Before creating PyTorchJob, you have to create `TrainingClient()`. It uses [Kubernetes Python client](https://github.com/kubernetes-client/python) to communicate with Kubernetes API server. You can set path and context for [the kubeconfig file](https://kubernetes.io/docs/concepts/configuration/organize-cluster-access-kubeconfig/). The default location for the kubeconfig is `~/.kube/config`.

Kubeflow Training Operator automatically set the appropriate env variables (`MASTER_PORT`, `MASTER_ADDR`, `WORLD_SIZE`, `RANK`) for each PyTorchJob container.

PyTorchJob will train model on 3 epochs with 2 PyTorch workers.

In [7]:
from kubeflow.training import TrainingClient, constants

# Start PyTorchJob Training.
pytorchjob_name = "train-pytorch"

# Since we set `job_kind = PyTorchJob` APIs are going to use PyTorchJob as a default Job kind.
training_client = TrainingClient(job_kind=constants.PYTORCHJOB_KIND)

training_client.create_job(
    name=pytorchjob_name,
    train_func=train_pytorch_model,
    parameters={"NUM_EPOCHS": "3"}, # Input parameters for the train function.
    num_workers=2,  # How many PyTorch Nodes will be created.
    num_procs_per_worker=1, # How many procs per node will be used (e.g. number of CPUs/GPUs in a single Node)
    resources_per_worker={},  # "cpu": "0.5"
    base_image="quay.io/jupyter/pytorch-notebook:latest",
    volume_mounts=[
        {
            "mountPath": "/home/jovyan", 
            "name": "model-volume"
        }
    ],
    volumes=[
        {
            "name": "model-volume",
            "persistentVolumeClaim": {
                "claimName": "torch-workspace"
            }
        }
    ]
)

REQUIRED ACTIONS:
A: Answer these about the Kubeflow PyTorchJob text:
(i) What is the default location for the kubeconfig file?
(ii) Which base image does the job use?
(iii) What claim name is given for the persistent volume claim?
B: Quote the Kubeflow PyTorchJob text from "PyTorchJob will train" to "Start PyTorchJob Training.".
C: Pick up the Kubeflow PyTorchJob text where it stops and keep writing.
The data plays no role in any of this.

GIVEN MATERIAL:
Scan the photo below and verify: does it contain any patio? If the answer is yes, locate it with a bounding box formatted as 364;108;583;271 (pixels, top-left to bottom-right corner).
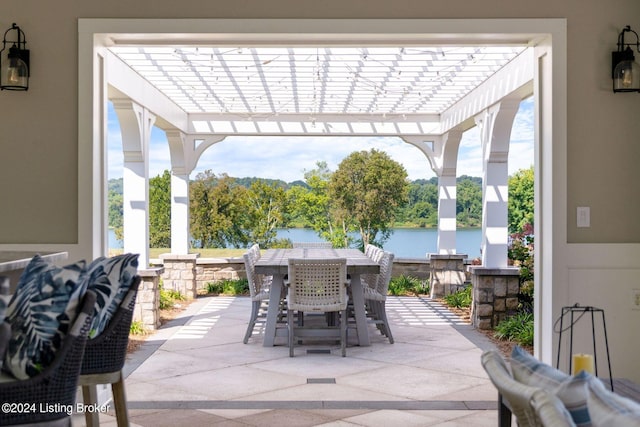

EXPECTED OUTPUTS:
A:
(i) `~/.kube/config`
(ii) quay.io/jupyter/pytorch-notebook:latest
(iii) torch-workspace

B:
PyTorchJob will train model on 3 epochs with 2 PyTorch workers.

In [7]:
from kubeflow.training import TrainingClient, constants

# Start PyTorchJob Training.

C:
<!-- ### Check the PyTorchJob Status -->

Use `TrainingClient()` APIs to get information about created PyTorchJob.

In [22]:
print(f"PyTorchJob Status: {training_client.is_job_running(name=pytorchjob_name)}")

PyTorchJob Status: True


### Get PyTorchJob Pod Names

Since we used 3 workers, PyTorchJob will create 1 master pod and 2 worker pods to execute distributed training.

In [23]:
training_client.get_job_pod_names(pytorchjob_name)

['train-pytorch-master-0', 'train-pytorch-worker-0']

### Get PyTorchJob Training Logs

We can get the logs from the master pod.

Every worker processes 20000 data samples on each epoch since we distribute 60000 samples across 3 workers.

In [25]:
logs, _ = training_client.get_job_logs(pytorchjob_name)

print(logs["train-pytorch-master-0"])

2025-08-18T15:25:36Z INFO     Using Device: cpu, Backend: gloo
2025-08-18T15:25:36Z INFO     Distributed Training for WORLD_SIZE: 2, RANK: 0, LOCAL_RANK: 0
[Gloo] Rank 0 is connected to 1 peer ranks. Expected number of connected peer ranks is : 1



## Delete PyTorchJob

When PyTorchJob is finished, you can delete the resource.

In [8]:
training_client.delete_job(pytorchjob_name)